## Request
Below is a block of data; give all of it again word for word.

◇ ◇ ◇

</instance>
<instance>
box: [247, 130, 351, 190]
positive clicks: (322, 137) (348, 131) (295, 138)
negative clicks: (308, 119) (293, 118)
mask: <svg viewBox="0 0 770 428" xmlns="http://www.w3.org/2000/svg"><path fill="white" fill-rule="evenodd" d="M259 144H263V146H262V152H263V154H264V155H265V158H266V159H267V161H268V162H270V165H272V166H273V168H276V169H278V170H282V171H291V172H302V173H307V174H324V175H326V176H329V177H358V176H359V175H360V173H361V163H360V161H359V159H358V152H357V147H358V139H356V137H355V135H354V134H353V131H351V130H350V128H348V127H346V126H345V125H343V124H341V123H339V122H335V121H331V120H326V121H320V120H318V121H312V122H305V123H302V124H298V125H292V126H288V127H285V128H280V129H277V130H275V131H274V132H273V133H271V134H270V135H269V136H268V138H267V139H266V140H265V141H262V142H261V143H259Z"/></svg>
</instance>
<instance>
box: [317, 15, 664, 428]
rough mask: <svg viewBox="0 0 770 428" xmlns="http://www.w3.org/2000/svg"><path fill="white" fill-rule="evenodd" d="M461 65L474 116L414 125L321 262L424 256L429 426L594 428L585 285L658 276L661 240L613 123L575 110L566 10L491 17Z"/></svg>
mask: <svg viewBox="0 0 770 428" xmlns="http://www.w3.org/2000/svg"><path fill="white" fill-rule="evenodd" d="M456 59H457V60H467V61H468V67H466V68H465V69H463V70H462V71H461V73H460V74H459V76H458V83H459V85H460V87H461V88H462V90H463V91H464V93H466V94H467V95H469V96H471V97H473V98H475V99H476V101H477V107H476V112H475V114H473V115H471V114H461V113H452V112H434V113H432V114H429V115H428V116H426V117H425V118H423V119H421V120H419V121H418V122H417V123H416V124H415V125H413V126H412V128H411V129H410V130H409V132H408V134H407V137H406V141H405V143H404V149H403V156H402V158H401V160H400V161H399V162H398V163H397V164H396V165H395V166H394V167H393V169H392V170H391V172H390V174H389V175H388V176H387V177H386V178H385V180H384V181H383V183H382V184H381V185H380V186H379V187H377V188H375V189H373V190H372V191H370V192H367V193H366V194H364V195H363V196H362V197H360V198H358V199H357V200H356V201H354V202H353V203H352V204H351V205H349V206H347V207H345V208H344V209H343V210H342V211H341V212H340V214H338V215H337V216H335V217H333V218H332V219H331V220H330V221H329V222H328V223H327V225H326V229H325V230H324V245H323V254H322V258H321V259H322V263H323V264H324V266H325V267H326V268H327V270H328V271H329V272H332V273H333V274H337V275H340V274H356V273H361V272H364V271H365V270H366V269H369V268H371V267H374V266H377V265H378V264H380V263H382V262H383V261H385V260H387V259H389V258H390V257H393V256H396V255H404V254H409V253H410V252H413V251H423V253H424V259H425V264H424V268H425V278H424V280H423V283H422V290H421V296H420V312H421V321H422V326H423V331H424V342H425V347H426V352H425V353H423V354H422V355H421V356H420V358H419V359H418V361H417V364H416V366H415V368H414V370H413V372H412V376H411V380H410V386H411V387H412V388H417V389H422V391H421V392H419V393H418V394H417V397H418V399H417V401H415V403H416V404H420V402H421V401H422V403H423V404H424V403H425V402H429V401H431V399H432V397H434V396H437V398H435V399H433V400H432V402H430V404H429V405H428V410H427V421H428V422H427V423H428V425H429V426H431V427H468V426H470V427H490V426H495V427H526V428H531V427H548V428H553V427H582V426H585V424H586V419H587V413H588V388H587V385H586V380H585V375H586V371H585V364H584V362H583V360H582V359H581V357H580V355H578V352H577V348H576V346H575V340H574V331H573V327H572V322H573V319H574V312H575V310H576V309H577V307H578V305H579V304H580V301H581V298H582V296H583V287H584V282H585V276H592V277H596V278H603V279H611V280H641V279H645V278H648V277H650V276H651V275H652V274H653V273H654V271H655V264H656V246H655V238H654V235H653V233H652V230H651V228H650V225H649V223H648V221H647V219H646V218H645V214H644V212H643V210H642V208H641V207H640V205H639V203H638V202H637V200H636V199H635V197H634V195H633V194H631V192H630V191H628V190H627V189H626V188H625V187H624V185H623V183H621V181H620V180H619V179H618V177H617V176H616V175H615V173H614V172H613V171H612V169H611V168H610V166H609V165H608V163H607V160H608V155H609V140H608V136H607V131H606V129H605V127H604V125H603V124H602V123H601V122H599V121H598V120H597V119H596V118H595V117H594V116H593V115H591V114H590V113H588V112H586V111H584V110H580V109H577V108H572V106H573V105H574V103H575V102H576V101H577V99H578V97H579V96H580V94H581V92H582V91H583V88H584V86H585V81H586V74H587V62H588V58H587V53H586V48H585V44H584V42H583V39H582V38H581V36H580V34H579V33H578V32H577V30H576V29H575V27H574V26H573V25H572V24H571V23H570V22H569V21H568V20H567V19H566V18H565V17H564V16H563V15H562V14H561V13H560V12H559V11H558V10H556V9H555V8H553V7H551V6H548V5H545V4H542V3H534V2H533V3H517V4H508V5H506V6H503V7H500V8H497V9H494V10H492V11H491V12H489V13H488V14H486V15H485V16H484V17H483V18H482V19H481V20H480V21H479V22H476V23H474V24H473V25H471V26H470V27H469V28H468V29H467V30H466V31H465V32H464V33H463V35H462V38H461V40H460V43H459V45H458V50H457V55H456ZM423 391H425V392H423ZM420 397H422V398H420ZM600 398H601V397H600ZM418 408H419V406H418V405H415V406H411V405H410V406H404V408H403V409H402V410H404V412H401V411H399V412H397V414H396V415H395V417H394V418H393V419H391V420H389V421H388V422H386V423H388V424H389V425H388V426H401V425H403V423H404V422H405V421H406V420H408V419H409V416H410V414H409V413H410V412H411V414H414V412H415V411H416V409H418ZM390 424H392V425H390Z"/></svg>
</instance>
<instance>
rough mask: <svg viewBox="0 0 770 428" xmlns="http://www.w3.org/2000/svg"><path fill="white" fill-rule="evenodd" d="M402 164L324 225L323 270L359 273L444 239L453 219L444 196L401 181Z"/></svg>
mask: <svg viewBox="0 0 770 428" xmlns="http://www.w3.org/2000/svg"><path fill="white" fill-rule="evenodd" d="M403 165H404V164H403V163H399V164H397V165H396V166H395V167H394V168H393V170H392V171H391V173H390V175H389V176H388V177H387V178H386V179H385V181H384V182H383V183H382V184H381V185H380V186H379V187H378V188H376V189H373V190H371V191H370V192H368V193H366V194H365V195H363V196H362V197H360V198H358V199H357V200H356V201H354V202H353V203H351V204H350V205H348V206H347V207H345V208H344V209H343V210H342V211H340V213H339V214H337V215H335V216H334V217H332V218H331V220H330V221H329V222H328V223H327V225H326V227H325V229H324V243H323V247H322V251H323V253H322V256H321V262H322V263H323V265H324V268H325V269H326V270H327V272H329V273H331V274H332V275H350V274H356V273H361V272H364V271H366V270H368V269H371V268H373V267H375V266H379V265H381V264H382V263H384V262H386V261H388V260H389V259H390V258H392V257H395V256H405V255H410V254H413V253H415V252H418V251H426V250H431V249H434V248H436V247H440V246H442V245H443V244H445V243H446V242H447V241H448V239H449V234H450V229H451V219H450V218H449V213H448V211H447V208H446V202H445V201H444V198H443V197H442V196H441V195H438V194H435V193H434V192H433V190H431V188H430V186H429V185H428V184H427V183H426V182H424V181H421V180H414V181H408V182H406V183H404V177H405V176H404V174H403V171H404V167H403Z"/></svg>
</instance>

◇ ◇ ◇

## Solution to this task
</instance>
<instance>
box: [247, 130, 351, 190]
positive clicks: (322, 137) (348, 131) (295, 138)
negative clicks: (308, 119) (293, 118)
mask: <svg viewBox="0 0 770 428" xmlns="http://www.w3.org/2000/svg"><path fill="white" fill-rule="evenodd" d="M259 144H263V146H262V152H263V154H264V155H265V158H266V159H267V161H268V162H270V165H272V166H273V168H276V169H278V170H282V171H291V172H302V173H307V174H324V175H326V176H329V177H358V176H359V175H360V173H361V163H360V161H359V159H358V152H357V147H358V139H356V137H355V135H354V134H353V131H351V130H350V128H348V127H346V126H345V125H343V124H341V123H339V122H335V121H331V120H326V121H320V120H318V121H312V122H305V123H302V124H298V125H292V126H288V127H285V128H280V129H277V130H275V131H274V132H273V133H271V134H270V135H269V136H268V138H267V139H266V140H265V141H262V142H261V143H259Z"/></svg>
</instance>
<instance>
box: [317, 15, 664, 428]
rough mask: <svg viewBox="0 0 770 428" xmlns="http://www.w3.org/2000/svg"><path fill="white" fill-rule="evenodd" d="M461 65L474 116L414 125L321 262L424 256L429 426L594 428L585 285L658 276L661 240L613 123L575 110L566 10L491 17Z"/></svg>
mask: <svg viewBox="0 0 770 428" xmlns="http://www.w3.org/2000/svg"><path fill="white" fill-rule="evenodd" d="M456 59H457V60H467V61H468V67H466V68H465V69H463V70H462V71H461V73H460V74H459V76H458V83H459V85H460V87H461V88H462V90H463V91H464V93H466V94H467V95H469V96H471V97H473V98H475V99H476V101H477V107H476V112H475V114H473V115H471V114H461V113H452V112H434V113H432V114H429V115H428V116H426V117H425V118H423V119H421V120H419V121H418V122H417V123H416V124H415V125H413V126H412V128H411V129H410V130H409V132H408V134H407V137H406V141H405V143H404V149H403V156H402V158H401V160H400V161H399V162H398V163H397V164H396V165H395V166H394V167H393V169H392V170H391V172H390V174H389V175H388V176H387V177H386V178H385V180H384V181H383V183H382V184H381V185H380V186H379V187H377V188H375V189H373V190H372V191H370V192H367V193H366V194H364V195H363V196H362V197H360V198H358V199H357V200H356V201H354V202H353V203H352V204H351V205H349V206H347V207H345V208H344V209H343V210H342V211H341V212H340V214H338V215H337V216H335V217H333V218H332V219H331V220H330V221H329V222H328V223H327V225H326V229H325V230H324V245H323V254H322V258H321V259H322V263H323V264H324V266H325V267H326V268H327V270H328V271H329V272H332V273H333V274H337V275H340V274H356V273H361V272H364V271H365V270H366V269H369V268H371V267H374V266H377V265H378V264H380V263H382V262H383V261H385V260H387V259H389V258H390V257H393V256H396V255H404V254H409V253H410V252H413V251H423V253H424V259H425V264H424V268H425V278H424V280H423V283H422V290H421V296H420V312H421V321H422V326H423V331H424V342H425V347H426V352H425V353H423V354H422V355H421V356H420V358H419V359H418V361H417V364H416V366H415V368H414V370H413V372H412V376H411V380H410V386H411V387H412V388H417V389H422V391H421V392H419V393H418V394H417V397H418V399H417V401H415V403H416V404H420V402H421V401H422V403H423V404H424V403H425V402H429V401H431V399H432V397H434V396H437V398H435V399H433V400H432V402H430V404H429V405H428V410H427V421H428V422H427V423H428V425H429V426H431V427H468V426H470V427H490V426H495V427H526V428H531V427H548V428H553V427H582V426H585V424H586V419H587V413H588V388H587V385H586V380H585V375H586V371H585V364H584V362H583V360H582V359H581V357H580V355H578V352H577V348H576V346H575V340H574V331H573V327H572V322H573V319H574V312H575V310H576V309H577V307H578V305H579V304H580V301H581V298H582V296H583V287H584V282H585V276H592V277H596V278H603V279H611V280H641V279H645V278H648V277H650V276H651V275H652V274H653V273H654V271H655V264H656V246H655V238H654V235H653V233H652V230H651V228H650V225H649V223H648V221H647V219H646V218H645V214H644V212H643V210H642V208H641V207H640V205H639V203H638V202H637V200H636V199H635V197H634V195H633V194H631V192H630V191H628V190H627V189H626V188H625V187H624V185H623V183H621V181H620V180H619V179H618V177H617V176H616V175H615V173H614V172H613V171H612V169H611V168H610V166H609V165H608V163H607V160H608V155H609V140H608V136H607V131H606V129H605V127H604V125H603V124H602V123H601V122H599V121H598V120H597V119H596V118H595V117H594V116H593V115H591V114H590V113H588V112H586V111H584V110H580V109H577V108H572V106H573V105H574V103H575V102H576V101H577V99H578V97H579V96H580V94H581V92H582V91H583V88H584V86H585V81H586V74H587V62H588V58H587V53H586V48H585V44H584V42H583V39H582V38H581V36H580V34H579V33H578V32H577V30H576V29H575V27H574V26H573V25H572V24H571V23H570V22H569V21H568V20H567V19H566V18H565V17H564V16H563V15H562V14H561V13H560V12H559V11H558V10H556V9H555V8H553V7H551V6H548V5H545V4H542V3H534V2H533V3H517V4H508V5H506V6H503V7H500V8H497V9H494V10H492V11H491V12H489V13H488V14H486V15H485V16H484V17H483V18H482V19H481V20H480V21H479V22H476V23H474V24H473V25H471V26H470V27H469V28H468V29H467V30H466V31H465V32H464V33H463V35H462V38H461V40H460V43H459V45H458V50H457V55H456ZM423 391H425V392H423ZM420 397H422V398H420ZM600 398H601V397H600ZM418 408H419V406H418V405H415V406H411V405H410V406H404V408H403V409H402V410H404V412H401V411H399V412H397V414H396V415H395V417H394V418H393V419H391V420H389V421H388V422H386V423H388V424H389V425H388V426H401V425H403V423H404V422H405V421H406V420H408V419H409V416H410V414H409V413H410V412H411V414H414V412H415V411H416V409H418ZM390 424H392V425H390Z"/></svg>
</instance>
<instance>
rough mask: <svg viewBox="0 0 770 428" xmlns="http://www.w3.org/2000/svg"><path fill="white" fill-rule="evenodd" d="M402 164L324 225L323 270L359 273L444 239L453 219L444 196L401 181Z"/></svg>
mask: <svg viewBox="0 0 770 428" xmlns="http://www.w3.org/2000/svg"><path fill="white" fill-rule="evenodd" d="M403 165H404V164H403V163H399V164H397V165H396V166H395V167H394V168H393V170H392V171H391V173H390V175H389V176H388V177H387V178H386V179H385V181H384V182H383V183H382V184H381V185H380V186H379V187H378V188H376V189H373V190H371V191H370V192H368V193H366V194H365V195H363V196H362V197H360V198H358V199H357V200H356V201H354V202H353V203H351V204H350V205H348V206H347V207H345V208H344V209H343V210H342V211H340V213H339V214H337V215H335V216H334V217H332V218H331V220H330V221H329V222H328V223H327V225H326V227H325V229H324V243H323V247H322V251H323V253H322V256H321V262H322V263H323V265H324V268H325V269H326V270H327V272H329V273H331V274H332V275H350V274H356V273H361V272H364V271H366V270H368V269H371V268H373V267H375V266H379V265H381V264H382V263H384V262H386V261H388V260H389V259H390V258H392V257H395V256H405V255H410V254H413V253H415V252H418V251H426V250H431V249H434V248H436V247H440V246H442V245H443V244H445V243H446V242H447V241H448V239H449V234H450V229H451V219H450V218H449V213H448V211H447V208H446V202H445V201H444V198H443V197H442V196H441V195H438V194H435V193H434V192H433V190H431V188H430V186H429V185H428V184H427V183H426V182H424V181H421V180H414V181H408V182H406V183H404V177H405V176H404V174H403V171H404V167H403Z"/></svg>
</instance>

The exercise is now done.